◆ Short exercise
How many lines in the entries below contain the word "snow"? Reply with the number alone.

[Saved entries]
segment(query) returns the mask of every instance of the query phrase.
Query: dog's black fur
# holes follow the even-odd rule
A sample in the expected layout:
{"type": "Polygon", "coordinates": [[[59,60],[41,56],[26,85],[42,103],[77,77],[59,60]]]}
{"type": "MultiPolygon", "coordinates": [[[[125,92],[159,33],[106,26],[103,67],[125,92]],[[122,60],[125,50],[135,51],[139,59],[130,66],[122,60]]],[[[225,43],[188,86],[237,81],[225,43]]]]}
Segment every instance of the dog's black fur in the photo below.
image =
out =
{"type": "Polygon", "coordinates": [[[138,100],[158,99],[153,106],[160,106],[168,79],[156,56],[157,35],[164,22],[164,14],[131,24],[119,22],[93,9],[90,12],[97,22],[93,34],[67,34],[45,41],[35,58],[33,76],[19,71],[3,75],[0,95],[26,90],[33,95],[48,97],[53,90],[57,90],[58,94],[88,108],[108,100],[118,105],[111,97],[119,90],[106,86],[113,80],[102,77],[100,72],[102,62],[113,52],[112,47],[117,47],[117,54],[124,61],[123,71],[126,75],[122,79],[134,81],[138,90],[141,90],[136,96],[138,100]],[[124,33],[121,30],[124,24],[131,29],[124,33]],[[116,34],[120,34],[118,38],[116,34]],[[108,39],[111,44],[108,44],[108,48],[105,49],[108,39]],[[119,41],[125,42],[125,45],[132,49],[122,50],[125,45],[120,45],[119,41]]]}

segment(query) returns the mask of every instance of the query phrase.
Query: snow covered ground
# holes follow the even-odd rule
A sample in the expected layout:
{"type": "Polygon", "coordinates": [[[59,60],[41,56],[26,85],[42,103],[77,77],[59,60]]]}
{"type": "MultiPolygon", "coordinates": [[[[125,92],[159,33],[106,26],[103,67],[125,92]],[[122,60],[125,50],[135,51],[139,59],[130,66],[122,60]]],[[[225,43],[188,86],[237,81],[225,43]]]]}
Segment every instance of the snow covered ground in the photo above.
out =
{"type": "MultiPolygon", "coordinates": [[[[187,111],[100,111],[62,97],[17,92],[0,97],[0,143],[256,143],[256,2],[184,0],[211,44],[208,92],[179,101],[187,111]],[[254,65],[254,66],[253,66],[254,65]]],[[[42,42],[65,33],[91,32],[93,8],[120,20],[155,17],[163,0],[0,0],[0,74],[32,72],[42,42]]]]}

◆ Problem solution
2